╭──

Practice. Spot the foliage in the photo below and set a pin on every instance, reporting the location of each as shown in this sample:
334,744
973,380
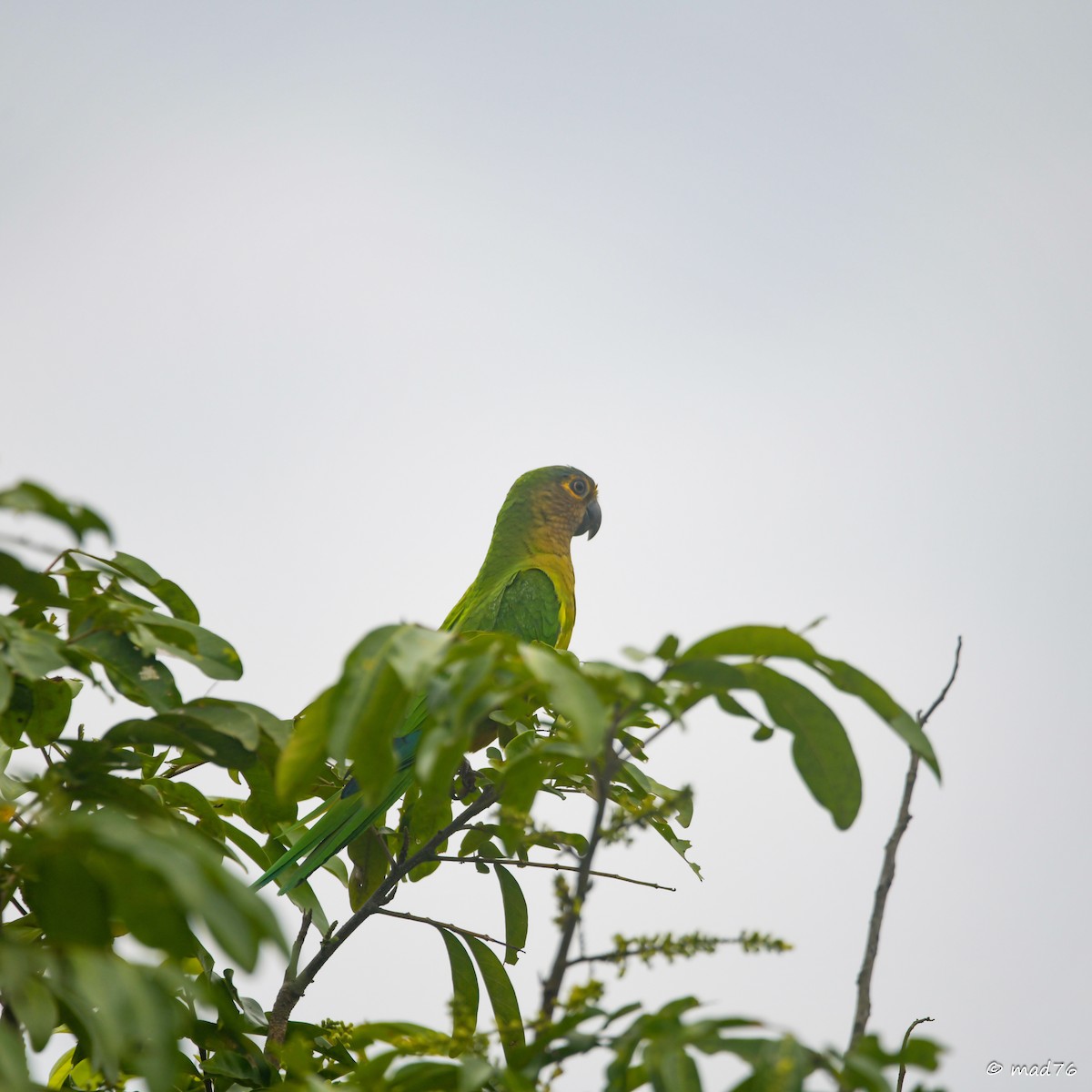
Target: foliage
126,907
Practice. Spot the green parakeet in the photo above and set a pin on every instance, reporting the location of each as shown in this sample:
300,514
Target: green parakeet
525,587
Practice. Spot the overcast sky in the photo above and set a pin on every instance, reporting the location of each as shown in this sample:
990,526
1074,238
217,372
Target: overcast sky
293,294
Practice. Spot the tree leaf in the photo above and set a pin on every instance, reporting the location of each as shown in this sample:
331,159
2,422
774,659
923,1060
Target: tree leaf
516,913
39,708
753,642
571,693
846,677
28,497
207,651
304,754
140,677
167,591
822,749
506,1008
464,989
30,587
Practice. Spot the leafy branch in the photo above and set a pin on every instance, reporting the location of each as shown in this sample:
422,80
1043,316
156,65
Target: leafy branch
864,1004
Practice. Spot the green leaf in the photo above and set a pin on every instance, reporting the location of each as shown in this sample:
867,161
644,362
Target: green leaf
6,685
167,591
849,680
415,653
207,651
27,497
506,1008
15,1076
516,913
713,674
30,587
822,749
367,711
464,989
188,733
140,677
571,693
39,708
31,652
753,642
305,753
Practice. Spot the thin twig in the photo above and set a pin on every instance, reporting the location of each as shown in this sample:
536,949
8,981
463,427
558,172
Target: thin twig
516,863
887,874
571,917
28,543
298,945
620,956
905,1040
295,986
447,925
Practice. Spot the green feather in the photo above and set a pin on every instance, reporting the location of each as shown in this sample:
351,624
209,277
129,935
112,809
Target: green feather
524,588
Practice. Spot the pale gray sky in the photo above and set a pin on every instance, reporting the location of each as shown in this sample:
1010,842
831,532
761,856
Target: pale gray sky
293,293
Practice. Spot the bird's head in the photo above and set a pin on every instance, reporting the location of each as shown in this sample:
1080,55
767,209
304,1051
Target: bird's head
551,505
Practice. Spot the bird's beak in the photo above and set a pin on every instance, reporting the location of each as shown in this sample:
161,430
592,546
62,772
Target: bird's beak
593,517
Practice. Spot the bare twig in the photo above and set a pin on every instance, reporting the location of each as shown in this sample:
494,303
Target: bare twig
298,945
516,863
905,1040
28,543
887,873
447,925
295,986
571,912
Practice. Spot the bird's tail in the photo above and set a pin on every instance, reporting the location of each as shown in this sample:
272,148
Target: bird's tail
345,819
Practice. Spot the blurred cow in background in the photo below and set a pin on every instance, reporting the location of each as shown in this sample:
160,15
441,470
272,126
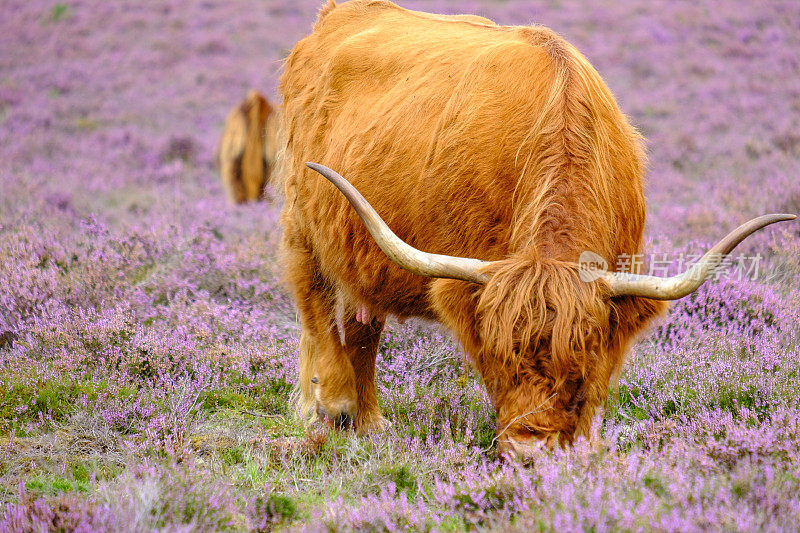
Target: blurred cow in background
245,156
502,154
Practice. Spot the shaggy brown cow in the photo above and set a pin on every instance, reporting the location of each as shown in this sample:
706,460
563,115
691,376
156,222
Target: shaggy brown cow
246,153
500,147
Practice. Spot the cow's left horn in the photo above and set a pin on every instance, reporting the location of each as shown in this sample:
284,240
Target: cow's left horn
681,285
408,257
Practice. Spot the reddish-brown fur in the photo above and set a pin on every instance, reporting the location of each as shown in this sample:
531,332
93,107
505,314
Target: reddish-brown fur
247,150
474,140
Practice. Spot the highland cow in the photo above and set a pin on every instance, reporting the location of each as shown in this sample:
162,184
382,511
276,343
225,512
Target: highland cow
501,153
245,156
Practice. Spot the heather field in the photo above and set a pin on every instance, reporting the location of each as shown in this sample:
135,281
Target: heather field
148,348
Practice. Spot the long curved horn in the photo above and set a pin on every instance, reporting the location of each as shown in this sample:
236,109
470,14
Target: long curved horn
408,257
681,285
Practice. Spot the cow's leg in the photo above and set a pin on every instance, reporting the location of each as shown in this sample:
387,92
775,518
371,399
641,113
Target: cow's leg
361,345
327,381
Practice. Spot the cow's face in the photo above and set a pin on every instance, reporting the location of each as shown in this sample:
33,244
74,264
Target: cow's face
541,406
545,337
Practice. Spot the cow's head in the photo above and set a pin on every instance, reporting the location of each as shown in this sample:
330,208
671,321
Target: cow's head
546,334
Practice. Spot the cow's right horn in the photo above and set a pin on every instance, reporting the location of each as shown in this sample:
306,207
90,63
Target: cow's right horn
408,257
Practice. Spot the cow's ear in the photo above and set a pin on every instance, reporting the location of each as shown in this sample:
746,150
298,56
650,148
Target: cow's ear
630,314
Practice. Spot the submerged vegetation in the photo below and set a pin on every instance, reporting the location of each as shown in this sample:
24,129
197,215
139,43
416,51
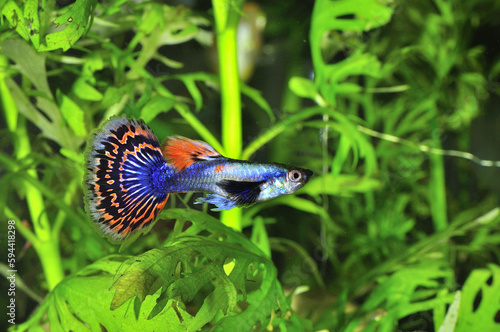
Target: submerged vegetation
389,234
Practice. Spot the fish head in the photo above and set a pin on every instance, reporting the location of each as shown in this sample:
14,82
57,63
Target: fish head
287,181
295,178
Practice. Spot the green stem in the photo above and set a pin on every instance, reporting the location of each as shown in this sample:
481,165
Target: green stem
227,16
437,185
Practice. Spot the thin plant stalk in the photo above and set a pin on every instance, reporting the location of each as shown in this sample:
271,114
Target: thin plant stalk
226,23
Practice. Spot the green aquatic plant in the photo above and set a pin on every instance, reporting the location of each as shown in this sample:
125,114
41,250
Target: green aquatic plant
386,235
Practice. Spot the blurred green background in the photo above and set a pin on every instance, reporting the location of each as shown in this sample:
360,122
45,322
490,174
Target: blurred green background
392,104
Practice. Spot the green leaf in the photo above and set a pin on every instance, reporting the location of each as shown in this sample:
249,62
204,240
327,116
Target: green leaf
256,96
341,185
15,17
480,305
156,105
73,24
73,115
303,87
85,91
450,320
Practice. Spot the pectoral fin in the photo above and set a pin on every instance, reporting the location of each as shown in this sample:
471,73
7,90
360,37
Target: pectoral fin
222,203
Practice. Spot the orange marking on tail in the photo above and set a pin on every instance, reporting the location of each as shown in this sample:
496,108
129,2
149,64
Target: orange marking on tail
182,152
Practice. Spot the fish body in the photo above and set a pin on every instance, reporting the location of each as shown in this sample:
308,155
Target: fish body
129,177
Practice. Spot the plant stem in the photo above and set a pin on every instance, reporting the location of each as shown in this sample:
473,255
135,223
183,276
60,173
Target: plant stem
437,184
226,23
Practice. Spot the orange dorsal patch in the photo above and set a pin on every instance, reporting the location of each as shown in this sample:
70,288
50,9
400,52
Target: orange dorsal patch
182,152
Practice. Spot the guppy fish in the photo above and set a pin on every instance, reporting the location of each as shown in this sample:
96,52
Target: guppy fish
129,177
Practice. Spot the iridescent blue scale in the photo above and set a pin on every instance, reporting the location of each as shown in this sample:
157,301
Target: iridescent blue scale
129,178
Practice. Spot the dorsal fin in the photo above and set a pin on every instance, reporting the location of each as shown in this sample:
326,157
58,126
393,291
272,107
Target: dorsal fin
182,152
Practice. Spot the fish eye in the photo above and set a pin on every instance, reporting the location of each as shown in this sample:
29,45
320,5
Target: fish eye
294,175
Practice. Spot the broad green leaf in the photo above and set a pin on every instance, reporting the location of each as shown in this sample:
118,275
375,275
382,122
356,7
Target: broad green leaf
73,24
15,17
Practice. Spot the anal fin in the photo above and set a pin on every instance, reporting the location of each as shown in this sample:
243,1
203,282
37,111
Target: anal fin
222,203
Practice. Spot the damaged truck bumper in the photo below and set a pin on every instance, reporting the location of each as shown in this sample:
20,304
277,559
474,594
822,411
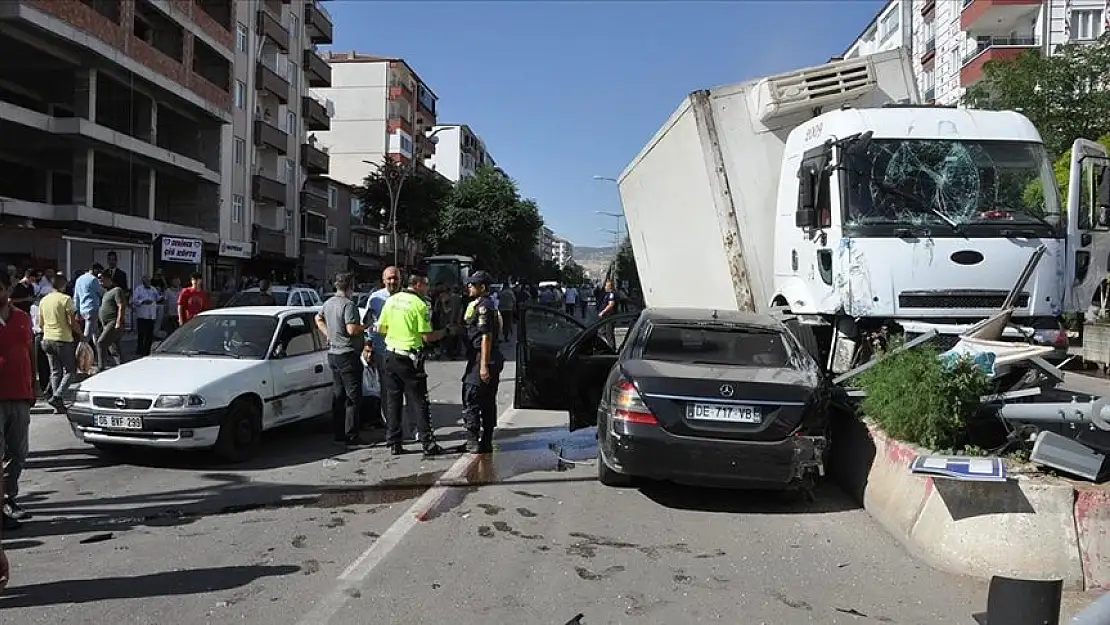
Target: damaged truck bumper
647,451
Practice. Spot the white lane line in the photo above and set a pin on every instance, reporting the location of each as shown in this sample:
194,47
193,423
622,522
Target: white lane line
331,604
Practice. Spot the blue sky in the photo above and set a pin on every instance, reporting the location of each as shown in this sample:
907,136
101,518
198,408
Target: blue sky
564,91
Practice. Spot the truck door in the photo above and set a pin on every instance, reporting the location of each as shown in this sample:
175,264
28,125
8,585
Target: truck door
1088,260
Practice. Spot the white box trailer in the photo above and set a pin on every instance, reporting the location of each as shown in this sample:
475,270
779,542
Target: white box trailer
833,192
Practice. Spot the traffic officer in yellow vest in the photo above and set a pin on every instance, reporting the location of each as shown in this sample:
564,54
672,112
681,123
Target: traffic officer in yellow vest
484,362
405,323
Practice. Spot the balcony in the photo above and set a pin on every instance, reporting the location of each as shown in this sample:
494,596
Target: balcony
264,189
268,240
269,135
400,92
271,81
994,49
930,51
314,159
996,16
270,27
318,23
314,113
313,201
316,70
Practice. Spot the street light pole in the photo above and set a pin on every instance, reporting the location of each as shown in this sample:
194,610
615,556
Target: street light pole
394,190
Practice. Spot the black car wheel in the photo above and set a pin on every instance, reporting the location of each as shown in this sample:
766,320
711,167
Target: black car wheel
609,477
241,432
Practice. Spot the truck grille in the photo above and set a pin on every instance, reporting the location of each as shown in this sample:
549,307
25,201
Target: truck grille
121,403
958,300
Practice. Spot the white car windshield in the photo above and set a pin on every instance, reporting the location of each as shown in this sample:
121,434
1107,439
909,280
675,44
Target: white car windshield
222,335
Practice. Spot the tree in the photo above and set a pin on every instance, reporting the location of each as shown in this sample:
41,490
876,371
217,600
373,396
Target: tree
486,218
423,193
1058,93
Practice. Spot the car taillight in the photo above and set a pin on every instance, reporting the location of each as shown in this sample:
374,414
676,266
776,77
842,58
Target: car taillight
627,404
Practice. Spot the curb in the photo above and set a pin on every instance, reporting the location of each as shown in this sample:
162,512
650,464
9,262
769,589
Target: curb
1027,527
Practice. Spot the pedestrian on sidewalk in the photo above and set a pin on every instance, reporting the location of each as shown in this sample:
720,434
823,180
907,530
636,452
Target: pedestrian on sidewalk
193,300
17,396
87,294
61,331
339,321
484,362
407,329
112,308
144,301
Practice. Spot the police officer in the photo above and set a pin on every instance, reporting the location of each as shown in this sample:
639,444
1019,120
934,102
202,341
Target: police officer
407,329
484,362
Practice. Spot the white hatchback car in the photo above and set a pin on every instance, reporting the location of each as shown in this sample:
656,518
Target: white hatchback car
218,382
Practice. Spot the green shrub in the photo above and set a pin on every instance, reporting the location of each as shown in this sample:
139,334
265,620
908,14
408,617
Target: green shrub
916,397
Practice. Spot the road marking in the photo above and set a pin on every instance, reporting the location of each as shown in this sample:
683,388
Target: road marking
363,565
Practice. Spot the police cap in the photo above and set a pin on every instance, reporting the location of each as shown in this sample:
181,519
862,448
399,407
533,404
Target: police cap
480,278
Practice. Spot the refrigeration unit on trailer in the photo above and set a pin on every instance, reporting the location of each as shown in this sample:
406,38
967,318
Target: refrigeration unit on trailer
829,191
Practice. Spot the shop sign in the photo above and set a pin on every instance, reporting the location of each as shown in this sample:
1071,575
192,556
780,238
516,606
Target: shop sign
235,249
179,250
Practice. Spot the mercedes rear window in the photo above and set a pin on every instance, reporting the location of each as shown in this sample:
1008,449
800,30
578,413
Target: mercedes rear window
720,345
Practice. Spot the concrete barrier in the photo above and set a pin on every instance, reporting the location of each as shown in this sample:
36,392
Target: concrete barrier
1032,527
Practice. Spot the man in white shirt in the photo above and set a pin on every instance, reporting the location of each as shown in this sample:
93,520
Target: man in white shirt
569,299
144,302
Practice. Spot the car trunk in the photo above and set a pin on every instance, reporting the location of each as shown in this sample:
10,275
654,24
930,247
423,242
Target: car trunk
688,400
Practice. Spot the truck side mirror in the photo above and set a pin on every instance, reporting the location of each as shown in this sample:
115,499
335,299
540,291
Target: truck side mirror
806,215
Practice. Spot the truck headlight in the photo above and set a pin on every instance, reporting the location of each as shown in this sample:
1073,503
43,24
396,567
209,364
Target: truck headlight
179,401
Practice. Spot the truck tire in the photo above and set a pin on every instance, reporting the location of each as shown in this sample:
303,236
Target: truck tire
806,336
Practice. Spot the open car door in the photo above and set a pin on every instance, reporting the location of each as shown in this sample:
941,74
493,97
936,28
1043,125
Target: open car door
1088,261
542,335
586,363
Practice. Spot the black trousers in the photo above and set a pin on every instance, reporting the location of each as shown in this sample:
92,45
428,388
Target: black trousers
405,380
145,330
480,406
346,393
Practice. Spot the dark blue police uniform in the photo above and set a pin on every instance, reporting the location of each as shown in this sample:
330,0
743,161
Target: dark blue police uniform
480,399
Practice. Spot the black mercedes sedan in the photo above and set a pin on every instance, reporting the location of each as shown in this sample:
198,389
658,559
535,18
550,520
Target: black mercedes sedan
695,396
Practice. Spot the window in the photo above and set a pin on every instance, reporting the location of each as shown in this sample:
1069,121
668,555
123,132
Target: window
238,204
241,34
293,74
889,23
295,339
1087,24
725,345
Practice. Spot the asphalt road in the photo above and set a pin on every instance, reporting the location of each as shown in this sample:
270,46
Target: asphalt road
311,534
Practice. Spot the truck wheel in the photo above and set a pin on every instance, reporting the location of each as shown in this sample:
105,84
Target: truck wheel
806,336
240,433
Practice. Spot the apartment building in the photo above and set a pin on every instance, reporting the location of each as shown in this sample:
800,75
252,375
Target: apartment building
274,201
111,120
562,251
382,108
950,40
458,152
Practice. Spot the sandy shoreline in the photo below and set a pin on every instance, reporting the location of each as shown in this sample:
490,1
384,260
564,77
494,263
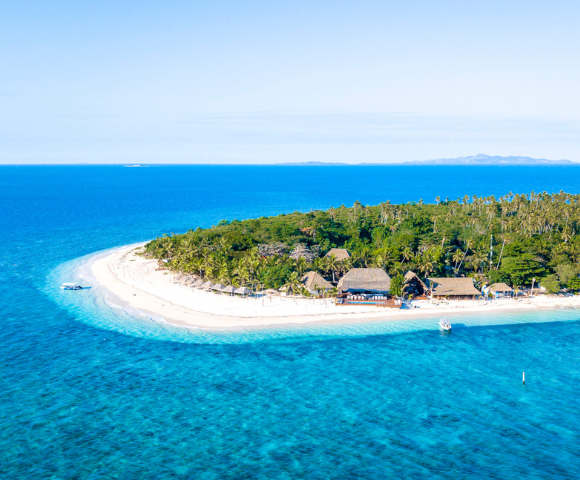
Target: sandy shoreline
134,280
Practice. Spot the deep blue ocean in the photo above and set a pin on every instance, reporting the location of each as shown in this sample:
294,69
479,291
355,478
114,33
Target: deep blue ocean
88,393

╰──

• YOUR TASK:
Lines of the material in which the word "below" occurs are to be copied out.

• OUTPUT OF THE TASK:
Practice. Spot the foliage in the photo below and set a pin on every instance, reporting the location of each as shown in this sample:
Practice. Spot the blurred cow in background in the photo below and set a pin on every instance, reporting the location of each as shown in this sample:
Practice. Spot the submerged vegetation in the photo below and set a pin on every instance, reporting the location of each as shown in this sample:
Practice. Spot the damaged truck bumper in the photo below and set a pin on every instance, reporting the location of each as shown in this sample:
Practice. Spot the sandy shoreline in the photo below and set a pin on every instance, reporting the location of each as shown in this sample:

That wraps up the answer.